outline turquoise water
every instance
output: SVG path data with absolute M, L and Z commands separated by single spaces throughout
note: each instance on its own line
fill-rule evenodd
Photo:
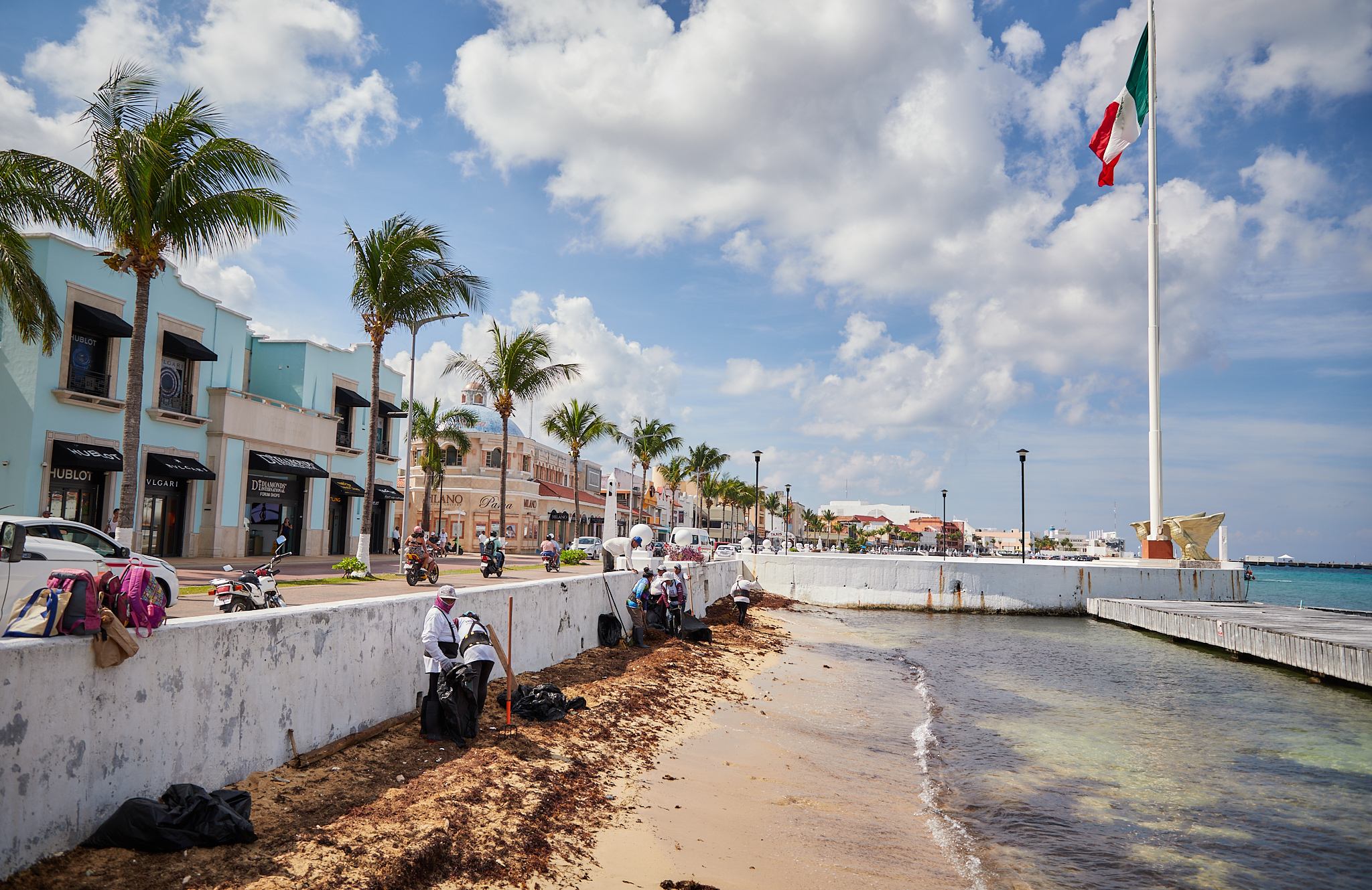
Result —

■ ■ ■ ■ ■

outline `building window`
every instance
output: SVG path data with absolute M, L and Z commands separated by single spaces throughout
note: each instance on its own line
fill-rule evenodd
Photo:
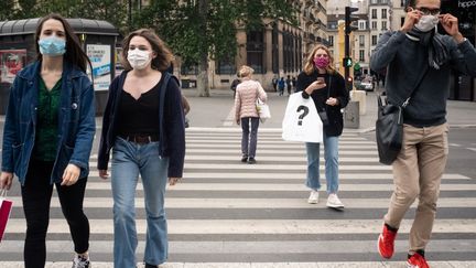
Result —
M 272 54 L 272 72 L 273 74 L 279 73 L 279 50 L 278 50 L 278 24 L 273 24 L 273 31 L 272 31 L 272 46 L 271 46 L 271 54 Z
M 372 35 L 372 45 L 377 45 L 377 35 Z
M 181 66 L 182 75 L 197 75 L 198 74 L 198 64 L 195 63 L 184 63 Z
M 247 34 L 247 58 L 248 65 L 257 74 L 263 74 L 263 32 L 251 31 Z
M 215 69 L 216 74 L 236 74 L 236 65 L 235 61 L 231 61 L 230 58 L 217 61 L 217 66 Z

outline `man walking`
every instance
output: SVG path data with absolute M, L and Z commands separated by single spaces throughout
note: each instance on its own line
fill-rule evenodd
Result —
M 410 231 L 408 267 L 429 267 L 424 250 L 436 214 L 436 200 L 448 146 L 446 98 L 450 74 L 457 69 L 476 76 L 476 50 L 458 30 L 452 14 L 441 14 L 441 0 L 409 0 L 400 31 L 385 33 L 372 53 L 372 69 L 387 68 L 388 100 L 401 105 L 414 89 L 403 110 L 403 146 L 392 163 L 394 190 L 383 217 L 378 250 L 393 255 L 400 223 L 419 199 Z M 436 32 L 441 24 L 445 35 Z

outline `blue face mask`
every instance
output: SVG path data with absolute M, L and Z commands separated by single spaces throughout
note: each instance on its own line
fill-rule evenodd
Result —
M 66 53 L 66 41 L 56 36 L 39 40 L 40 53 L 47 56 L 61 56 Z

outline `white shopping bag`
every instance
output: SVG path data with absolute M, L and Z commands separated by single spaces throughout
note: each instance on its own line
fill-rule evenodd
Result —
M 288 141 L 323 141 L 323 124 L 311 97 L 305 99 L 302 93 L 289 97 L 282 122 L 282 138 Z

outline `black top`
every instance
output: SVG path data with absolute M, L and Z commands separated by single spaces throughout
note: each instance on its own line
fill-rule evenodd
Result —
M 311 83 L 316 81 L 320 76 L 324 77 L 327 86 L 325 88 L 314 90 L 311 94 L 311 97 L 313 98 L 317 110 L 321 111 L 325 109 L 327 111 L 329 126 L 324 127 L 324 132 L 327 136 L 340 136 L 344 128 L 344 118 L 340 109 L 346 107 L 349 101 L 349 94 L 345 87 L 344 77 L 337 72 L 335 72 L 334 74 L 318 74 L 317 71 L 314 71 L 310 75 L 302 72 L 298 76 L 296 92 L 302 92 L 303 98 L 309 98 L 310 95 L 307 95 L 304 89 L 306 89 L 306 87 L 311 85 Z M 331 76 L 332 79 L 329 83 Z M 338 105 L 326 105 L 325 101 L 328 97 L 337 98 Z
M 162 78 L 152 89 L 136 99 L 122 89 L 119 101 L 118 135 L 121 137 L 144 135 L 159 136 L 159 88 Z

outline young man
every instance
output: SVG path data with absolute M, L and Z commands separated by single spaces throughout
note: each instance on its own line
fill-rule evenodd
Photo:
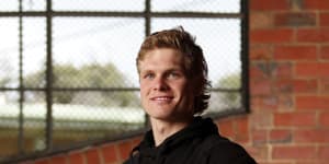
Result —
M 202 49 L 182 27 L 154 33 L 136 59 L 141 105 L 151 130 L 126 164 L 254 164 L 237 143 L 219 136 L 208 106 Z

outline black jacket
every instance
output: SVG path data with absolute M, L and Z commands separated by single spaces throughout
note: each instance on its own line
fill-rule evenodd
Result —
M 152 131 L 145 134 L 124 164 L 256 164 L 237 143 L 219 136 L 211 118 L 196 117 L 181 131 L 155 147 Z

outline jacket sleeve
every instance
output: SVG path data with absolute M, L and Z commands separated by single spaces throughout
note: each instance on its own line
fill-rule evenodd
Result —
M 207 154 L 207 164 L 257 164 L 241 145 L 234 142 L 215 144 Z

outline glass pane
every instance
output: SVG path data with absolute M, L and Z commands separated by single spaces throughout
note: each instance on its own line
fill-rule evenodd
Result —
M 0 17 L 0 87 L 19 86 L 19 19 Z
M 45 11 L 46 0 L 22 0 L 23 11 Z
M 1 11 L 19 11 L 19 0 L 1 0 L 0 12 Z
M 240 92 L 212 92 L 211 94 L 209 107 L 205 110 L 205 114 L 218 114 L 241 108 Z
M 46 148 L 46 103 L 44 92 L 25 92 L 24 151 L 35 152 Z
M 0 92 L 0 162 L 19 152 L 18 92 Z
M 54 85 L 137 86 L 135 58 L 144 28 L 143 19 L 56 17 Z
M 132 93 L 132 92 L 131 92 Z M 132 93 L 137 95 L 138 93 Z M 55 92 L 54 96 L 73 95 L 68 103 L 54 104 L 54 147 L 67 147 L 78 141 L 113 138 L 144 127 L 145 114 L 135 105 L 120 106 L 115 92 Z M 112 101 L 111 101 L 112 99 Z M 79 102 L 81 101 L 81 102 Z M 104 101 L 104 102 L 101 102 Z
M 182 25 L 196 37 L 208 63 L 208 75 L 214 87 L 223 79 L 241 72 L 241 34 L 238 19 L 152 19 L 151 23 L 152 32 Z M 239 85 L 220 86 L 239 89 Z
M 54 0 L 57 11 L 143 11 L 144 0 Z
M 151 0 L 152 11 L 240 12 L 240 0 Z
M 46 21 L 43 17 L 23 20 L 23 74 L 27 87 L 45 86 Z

■ ■ ■ ■ ■

TASK STATEMENT :: Write out the stretch above from the line containing "outline young man" through the line containing "M 152 131 L", character for character, with the picture left out.

EXERCISE SOLUTION ::
outline young man
every instance
output: SVG path data with absolute M, L and Z commands separated by single spaces throughout
note: each instance on its own line
fill-rule evenodd
Photo:
Result —
M 202 49 L 182 27 L 154 33 L 136 59 L 141 105 L 151 130 L 126 164 L 254 164 L 237 143 L 219 136 L 208 106 Z

outline black jacket
every instance
output: SVG path data with absolute M, L and Z commands separated by single spaces throughout
note: each instance on its own line
fill-rule evenodd
Result —
M 152 131 L 145 134 L 124 164 L 256 164 L 237 143 L 219 136 L 211 118 L 196 117 L 181 131 L 155 147 Z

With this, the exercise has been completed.